* PROVIDED PASSAGE *

◇ ◇ ◇

Was Murder Justified

On Monday, 27th January, 1890, people awoke to news that, on the Saturday night just gone, a terrible and brutal murder had taken place on a lonely stretch of highway between Crewe and the village of Hough.

The St James’s Gazette published an account of the crime in its edition of that day:-

SHOCKING MURDER NEAR CREWE

A dreadful murder was committed on Saturday night on the high road near Crewe.

Mr. Richard Davies, tailor and draper in that town, was driving to his home in a village known as Hough, three miles distant. With him was a son named George, aged sixteen. The night was very dark.

TWO MEN JUMPED OUT

Just before entering the village, and while they were going along a very lonely place, two men jumped out from the hedge, one on each side.

They laid hold of the pony’s head and stopped it.

George Davies tried to urge the animal forward by using a stick, but being unsuccessful he got out of the trap.

No sooner had he done this than one of the men at the pony’s head rushed at Mr. Davies, struck him a terrible blow on the head, and dragged him out upon the road.

HIS SON ESCAPED

The boy, seeing the attack upon his father, endeavoured to make his escape; but the second ruffian left the pony and commenced to chase the boy round the trap.

The boy dodged him, and the fellow pursued him about 400 yards up the road; but finding he could not overtake him turned back to his companion, who was wrestling with Mr. Davies.

HE RAISED THE ALARM

The boy passed several houses and ran on to his home, where he got an elder brother and several villagers to go back with him.

They found Mr. Davies lying dead at the side of the road, his head being battered out of all recognition.

A TERRIBLE STRUGGLE

From the state of the road it was evident that there had been a terrible struggle for life.

For several yards there were pools of blood, while great quantities of blood on the grass on both sides of the road led to the belief that the poor man had endeavoured to escape from his assailants by creeping through a gap in the hedge.

In addition to having his head battered the murdered man had his right thumb cut off, and two fingers on the same hand broken.

His body was found several yards from the spot where the first attack was made, and the pony was discovered grazing by the side of the road about fifty yards nearer the village.

A DARING ATTACK

The attack was of the most daring character, for there are houses within about 200 yards, while the murdered man’s dwelling is not more than 600 yards away.

Mr. and Mrs. Moses, market gardeners from Crewe, drove over the same spot ten minutes previously, and they saw no one in the road. The people living nearest say they heard no cries for help.

A MYSTERY

The motive for the crime is a mystery.

The deceased had about ten pounds when he left Crewe, and his pockets had been rifled by his murderers, for when found he had only sixpence.

Robbery, however, could scarcely have been the sole object, as the murderers did not take his watch and chain, although the watch had been taken out of the pocket borne of the villagers ascribe the deed to revenge; but the deceased was a quiet man, and it is not known that he had a quarrel with any one.”

An Illustration showing the murder of Richard Davies.
From The Illustrated Police News, Saturday, 7th February 1890. Copyright, The British Library Board.

HIS SONS CHARGED WITH HIS MURDER

However, within a few days the police had become suspicious of the victims two sons Richard, aged 20, and George, aged 16, and, by the 29th of January both of them had been charged with the murder of their father.

Both of them later confessed to the crime, albeit each blamed the other for having carried it out.

BOTH BLAMED EACH OTHER

In March, 1890, Richard said that they had both agreed to murder their father on account of his unkindness towards them as they could stand it no longer.

◇ ◇ ◇

* Stored data entries *
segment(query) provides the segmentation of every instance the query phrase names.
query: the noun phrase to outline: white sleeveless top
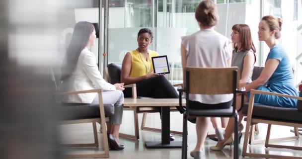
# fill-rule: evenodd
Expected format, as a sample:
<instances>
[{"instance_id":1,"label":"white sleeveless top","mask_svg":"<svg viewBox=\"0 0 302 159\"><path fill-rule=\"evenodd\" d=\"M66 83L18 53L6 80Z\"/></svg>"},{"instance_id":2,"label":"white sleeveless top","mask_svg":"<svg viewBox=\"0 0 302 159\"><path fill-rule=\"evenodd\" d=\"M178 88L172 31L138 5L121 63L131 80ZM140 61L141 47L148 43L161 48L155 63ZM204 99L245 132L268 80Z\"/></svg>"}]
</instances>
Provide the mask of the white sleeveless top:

◇ ◇ ◇

* WHAT IS ASKED *
1) According to the Crewe murder article, how far from Crewe was the village of Hough?
2) Please duplicate the Crewe murder article starting at "In addition to" and ending at "cries for help.".
The listing is separate material and has no connection to the Crewe murder article.

* ANSWERS FOR THE EXERCISE *
1) Three miles.

2)
In addition to having his head battered the murdered man had his right thumb cut off, and two fingers on the same hand broken.

His body was found several yards from the spot where the first attack was made, and the pony was discovered grazing by the side of the road about fifty yards nearer the village.

A DARING ATTACK

The attack was of the most daring character, for there are houses within about 200 yards, while the murdered man’s dwelling is not more than 600 yards away.

Mr. and Mrs. Moses, market gardeners from Crewe, drove over the same spot ten minutes previously, and they saw no one in the road. The people living nearest say they heard no cries for help.